TO DO: Convert the entries from the line containing "If you would be willing to indicate the barber's arm" down through the end of the entries into a JSON list of strings, one string per line and leaving out blank lines.

GIVEN INFORMATION:
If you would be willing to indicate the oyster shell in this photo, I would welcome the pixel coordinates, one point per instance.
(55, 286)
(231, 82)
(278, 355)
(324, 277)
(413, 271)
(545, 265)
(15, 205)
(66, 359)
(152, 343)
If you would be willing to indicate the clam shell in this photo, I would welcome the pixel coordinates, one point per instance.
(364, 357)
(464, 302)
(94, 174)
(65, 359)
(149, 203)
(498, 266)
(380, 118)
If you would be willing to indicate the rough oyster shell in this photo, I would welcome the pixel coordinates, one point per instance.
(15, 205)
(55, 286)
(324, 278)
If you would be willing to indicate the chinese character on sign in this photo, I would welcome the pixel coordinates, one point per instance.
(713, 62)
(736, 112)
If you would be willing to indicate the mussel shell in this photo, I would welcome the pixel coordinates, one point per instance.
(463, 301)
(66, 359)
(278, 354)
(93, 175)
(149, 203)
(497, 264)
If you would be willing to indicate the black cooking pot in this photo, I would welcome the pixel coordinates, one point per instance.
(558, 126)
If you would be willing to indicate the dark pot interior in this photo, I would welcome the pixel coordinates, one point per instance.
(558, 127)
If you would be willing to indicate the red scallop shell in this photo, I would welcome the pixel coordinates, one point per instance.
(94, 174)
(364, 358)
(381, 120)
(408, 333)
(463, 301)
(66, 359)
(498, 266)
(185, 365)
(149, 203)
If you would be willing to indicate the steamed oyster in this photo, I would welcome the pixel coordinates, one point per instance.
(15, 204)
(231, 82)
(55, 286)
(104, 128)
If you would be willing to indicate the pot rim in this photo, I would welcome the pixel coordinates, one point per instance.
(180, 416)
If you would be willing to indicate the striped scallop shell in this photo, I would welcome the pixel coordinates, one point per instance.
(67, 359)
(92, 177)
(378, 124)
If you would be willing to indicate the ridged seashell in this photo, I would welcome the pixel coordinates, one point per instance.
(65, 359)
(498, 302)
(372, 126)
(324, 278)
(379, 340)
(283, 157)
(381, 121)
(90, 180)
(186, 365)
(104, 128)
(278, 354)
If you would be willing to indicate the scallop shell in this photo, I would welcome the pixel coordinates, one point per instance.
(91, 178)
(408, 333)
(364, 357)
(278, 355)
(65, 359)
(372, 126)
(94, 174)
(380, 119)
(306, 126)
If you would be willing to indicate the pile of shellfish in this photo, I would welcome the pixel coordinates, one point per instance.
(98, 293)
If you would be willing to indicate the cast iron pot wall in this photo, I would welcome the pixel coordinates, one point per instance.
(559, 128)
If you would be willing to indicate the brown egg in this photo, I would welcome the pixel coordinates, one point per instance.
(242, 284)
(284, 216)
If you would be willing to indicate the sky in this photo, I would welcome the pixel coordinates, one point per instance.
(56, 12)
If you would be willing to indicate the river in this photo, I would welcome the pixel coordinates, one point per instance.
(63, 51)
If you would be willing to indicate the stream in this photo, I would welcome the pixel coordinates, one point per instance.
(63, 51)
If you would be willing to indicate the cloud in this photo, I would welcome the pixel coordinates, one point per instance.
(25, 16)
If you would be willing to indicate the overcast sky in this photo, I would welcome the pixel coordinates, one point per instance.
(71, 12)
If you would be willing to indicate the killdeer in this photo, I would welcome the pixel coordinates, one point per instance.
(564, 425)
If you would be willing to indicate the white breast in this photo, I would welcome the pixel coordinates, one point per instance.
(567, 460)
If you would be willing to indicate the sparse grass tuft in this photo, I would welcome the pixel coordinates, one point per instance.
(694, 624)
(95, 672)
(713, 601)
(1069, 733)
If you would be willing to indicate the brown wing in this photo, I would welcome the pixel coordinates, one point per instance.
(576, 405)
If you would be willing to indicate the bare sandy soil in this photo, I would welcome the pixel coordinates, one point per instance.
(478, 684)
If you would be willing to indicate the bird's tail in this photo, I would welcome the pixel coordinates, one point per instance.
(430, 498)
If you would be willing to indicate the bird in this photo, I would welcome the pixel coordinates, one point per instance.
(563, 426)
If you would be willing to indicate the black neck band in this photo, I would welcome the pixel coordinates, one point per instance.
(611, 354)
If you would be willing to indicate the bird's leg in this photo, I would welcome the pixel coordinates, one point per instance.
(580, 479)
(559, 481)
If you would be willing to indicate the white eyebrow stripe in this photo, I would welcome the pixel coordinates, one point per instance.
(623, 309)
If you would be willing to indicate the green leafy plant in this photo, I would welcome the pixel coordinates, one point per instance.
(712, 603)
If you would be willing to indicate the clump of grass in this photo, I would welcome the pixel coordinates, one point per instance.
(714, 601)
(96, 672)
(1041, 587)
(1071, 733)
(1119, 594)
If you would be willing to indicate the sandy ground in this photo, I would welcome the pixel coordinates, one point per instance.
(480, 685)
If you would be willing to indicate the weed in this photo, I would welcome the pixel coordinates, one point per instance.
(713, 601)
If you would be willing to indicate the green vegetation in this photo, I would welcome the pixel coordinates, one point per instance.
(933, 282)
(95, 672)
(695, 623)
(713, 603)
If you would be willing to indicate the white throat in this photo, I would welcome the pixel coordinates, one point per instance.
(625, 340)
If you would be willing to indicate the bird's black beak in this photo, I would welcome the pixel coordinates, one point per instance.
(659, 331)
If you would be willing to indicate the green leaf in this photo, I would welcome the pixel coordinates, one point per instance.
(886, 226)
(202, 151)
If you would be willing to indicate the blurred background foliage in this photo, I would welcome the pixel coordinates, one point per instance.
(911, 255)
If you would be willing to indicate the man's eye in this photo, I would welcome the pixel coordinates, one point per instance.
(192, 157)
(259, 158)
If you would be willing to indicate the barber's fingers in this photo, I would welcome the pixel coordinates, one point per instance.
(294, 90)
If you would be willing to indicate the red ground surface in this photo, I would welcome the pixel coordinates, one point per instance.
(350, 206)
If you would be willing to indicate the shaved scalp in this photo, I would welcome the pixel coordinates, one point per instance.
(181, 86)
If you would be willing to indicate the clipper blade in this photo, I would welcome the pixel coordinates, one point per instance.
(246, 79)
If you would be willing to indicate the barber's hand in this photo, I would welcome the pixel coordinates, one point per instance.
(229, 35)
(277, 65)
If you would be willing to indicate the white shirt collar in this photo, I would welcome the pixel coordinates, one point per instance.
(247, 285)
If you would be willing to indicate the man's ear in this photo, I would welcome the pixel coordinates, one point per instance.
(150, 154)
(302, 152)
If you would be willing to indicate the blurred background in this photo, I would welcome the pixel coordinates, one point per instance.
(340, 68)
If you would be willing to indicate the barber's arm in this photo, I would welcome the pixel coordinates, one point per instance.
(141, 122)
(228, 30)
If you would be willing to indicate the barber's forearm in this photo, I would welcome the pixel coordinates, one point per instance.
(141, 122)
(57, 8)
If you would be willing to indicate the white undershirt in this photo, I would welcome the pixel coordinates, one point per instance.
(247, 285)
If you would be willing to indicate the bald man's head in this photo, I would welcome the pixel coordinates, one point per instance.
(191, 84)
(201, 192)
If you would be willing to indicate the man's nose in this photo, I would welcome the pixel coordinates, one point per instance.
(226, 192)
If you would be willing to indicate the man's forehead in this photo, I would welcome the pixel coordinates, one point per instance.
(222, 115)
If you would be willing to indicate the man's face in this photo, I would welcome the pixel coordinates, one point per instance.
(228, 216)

WRITTEN SOLUTION:
[
  "If you would be willing to indicate the barber's arm in this photo, I would welcome the pixel coordinates, one point per instance.",
  "(141, 122)",
  "(228, 30)",
  "If you would be willing to indicate the barber's forearm in this photo, I would welcome the pixel coordinates, one point per instance.",
  "(141, 122)",
  "(57, 8)",
  "If you would be willing to indicate the white undershirt in this photo, I would welcome the pixel coordinates, one point per instance.",
  "(247, 285)",
  "If you would be willing to indicate the bald man's head in this photo, I would welcome the pixel coordinates, one point per instance.",
  "(191, 84)",
  "(201, 192)",
  "If you would be willing to indicate the man's nose in this photo, I would welcome the pixel coordinates, one point per instance.",
  "(226, 192)",
  "If you would be willing to indicate the man's forehead in this photo, I would welcome the pixel coordinates, one point per instance.",
  "(222, 115)",
  "If you would be willing to indicate the man's face in this photo, I would welcome the pixel coordinates, one point per instance.",
  "(228, 216)"
]